Text excerpt:

As shown in FIGS. 2-5, the statistics module 102 preferably performs all or at least a portion of a method 122; however, other suitable modules and/or systems may perform the method 122. Further, all or any suitable portion of the method 122 may be performed to provide a useful method 122.
At a block 124 in FIG. 2, the statistics module 102 may receive a network message (such as a packet or other network message), and, at a block 126, the statistics module 102 may clear one or more flags associated with the network message, such as an entry-removal flag 118 and/or an entry-addition flag 120. The statistics module 102 may associate an entry-removal flag 118 and an entry-addition flag 120 for any received network message, if desired.
If the network message received at the block 124 is not a close-transaction network message and is not an open-transaction network message, the statistics module 102 may return to the block 124 to receive another network message.
If the network message received at the block 124 is a close-transaction network message, the statistics module 102 may proceed to a block 128. At the block 128, the statistics module 102 may add an entry to the data structure 114. In further detail, the network message received at the block 124 may be associated with a set 106 of network diagnostic statistics, and the entry may be added to an existing set of one or more entries used to maintain the set 106 or may be added as the first member of a set of one or more entries used to maintain the set 106. For example, in one embodiment, the first entry of a set of entries may comprise a “node,” and one or more subsequent entries of the set of entries may comprise “leaves” linked to the node. Also, for example, in one embodiment, the entries of a set may be elements “pushed” onto a stack.

Task to carry out: Carry on the passage about the statistics module's method for handling network messages, starting right after its last sentence.

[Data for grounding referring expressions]
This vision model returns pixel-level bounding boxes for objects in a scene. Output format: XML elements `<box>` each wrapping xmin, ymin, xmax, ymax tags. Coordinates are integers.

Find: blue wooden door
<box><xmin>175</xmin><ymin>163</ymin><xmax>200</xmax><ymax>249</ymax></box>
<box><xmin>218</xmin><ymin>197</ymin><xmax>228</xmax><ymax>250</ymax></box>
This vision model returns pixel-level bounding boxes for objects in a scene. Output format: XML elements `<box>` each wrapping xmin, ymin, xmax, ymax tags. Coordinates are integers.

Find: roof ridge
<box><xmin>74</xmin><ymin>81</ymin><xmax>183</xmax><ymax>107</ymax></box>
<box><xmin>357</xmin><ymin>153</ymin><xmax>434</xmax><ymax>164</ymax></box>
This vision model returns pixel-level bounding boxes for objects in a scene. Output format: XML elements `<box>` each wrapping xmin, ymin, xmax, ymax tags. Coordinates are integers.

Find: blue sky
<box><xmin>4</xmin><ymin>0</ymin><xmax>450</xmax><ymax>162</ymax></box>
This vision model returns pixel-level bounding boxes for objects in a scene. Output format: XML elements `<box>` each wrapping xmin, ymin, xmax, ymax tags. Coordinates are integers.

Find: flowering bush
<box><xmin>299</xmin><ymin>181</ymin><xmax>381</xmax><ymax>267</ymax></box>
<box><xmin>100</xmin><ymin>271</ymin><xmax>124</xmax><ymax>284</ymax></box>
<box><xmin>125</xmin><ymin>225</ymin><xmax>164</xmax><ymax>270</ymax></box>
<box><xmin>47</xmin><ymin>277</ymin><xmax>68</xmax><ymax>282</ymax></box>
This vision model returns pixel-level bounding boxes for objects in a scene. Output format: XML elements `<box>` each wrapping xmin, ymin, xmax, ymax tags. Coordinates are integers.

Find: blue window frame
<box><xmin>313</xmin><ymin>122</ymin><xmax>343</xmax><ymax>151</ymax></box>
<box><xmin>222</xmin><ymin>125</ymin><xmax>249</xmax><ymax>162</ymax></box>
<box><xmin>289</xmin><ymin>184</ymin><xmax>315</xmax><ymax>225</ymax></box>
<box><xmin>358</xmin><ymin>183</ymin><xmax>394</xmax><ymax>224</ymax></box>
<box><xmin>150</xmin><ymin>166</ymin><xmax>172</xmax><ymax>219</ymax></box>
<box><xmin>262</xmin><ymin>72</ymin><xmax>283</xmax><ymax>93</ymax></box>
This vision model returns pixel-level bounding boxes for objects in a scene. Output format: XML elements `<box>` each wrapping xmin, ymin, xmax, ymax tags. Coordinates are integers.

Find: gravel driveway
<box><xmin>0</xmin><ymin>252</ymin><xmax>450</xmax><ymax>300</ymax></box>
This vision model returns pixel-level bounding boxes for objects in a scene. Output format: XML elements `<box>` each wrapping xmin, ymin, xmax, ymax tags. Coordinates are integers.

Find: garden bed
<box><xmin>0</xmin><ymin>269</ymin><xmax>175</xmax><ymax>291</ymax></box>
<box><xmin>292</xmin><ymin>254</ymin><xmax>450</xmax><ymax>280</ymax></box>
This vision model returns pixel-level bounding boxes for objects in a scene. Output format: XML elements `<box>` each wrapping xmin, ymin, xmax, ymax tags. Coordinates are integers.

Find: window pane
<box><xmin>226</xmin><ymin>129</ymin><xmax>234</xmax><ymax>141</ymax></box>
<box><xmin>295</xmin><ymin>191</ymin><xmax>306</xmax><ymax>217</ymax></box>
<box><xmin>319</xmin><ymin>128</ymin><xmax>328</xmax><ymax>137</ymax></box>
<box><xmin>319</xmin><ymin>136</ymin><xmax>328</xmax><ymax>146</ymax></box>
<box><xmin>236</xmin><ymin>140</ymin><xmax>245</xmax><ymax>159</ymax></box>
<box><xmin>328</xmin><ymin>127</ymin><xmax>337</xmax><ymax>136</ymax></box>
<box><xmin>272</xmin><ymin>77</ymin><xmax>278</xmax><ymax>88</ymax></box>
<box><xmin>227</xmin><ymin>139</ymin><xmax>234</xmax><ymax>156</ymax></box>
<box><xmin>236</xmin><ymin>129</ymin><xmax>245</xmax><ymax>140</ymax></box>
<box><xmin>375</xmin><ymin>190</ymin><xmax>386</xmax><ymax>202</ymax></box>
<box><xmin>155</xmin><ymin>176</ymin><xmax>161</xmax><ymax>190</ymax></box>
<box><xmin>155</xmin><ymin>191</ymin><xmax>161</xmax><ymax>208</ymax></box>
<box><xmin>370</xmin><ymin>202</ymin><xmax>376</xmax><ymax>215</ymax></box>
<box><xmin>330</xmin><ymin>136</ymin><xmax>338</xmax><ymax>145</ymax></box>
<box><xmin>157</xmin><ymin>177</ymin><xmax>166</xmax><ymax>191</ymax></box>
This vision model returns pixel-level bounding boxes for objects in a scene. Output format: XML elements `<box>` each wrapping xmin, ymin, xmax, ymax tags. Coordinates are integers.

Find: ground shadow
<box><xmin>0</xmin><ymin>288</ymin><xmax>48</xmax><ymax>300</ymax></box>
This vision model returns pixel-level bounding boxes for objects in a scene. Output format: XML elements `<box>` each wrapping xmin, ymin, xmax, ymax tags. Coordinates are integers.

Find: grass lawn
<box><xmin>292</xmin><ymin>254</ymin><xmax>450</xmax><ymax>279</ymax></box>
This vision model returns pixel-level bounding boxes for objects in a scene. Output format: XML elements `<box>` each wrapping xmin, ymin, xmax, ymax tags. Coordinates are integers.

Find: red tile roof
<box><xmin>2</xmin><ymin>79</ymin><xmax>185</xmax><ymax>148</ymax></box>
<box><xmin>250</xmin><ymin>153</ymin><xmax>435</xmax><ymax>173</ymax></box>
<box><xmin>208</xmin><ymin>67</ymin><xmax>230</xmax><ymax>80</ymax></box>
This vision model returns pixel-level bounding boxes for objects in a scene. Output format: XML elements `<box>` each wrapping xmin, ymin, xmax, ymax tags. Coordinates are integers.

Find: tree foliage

Response for this exercise:
The statistics module 102 may proceed from the block 128 to a block 130. At the block 130, the statistics module 102 may set the entry-addition flag 120 associated with the network message received at the block 124. In one embodiment, the statistics module 102 may proceed from the block 130 to a block 132 (FIG. 3). In another embodiment, the statistics module 102 may proceed from the block 130 to a block 134 (FIG. 5).
If the network message received at the block 124 is an open-transaction network message and the data structure 114 includes an entry, the statistics module 102 may remove the entry from the data structure 114 at a block 136. In further detail, the network message received at the block 124 may be associated with a set 106 of network diagnostic statistics, and the data structure 114 may include a set of one or more entries associated with the set 106 (such as, the entries added at the block 128). Accordingly, the statistics module 102 may remove one of those entries from the set at the block 136. For example, in one embodiment where the first entry of a set of entries may comprise a “node” and one or more subsequent entries of the set of entries may comprise “leaves” linked to the node, the statistics module 102 may remove a leaf (when any such leaves exist) or may remove the node (when no such leaves exist). Also, in one embodiment where the entries of a set may be elements “pushed” onto a stack, the statistics module 102 may “pop” an element off of the stack.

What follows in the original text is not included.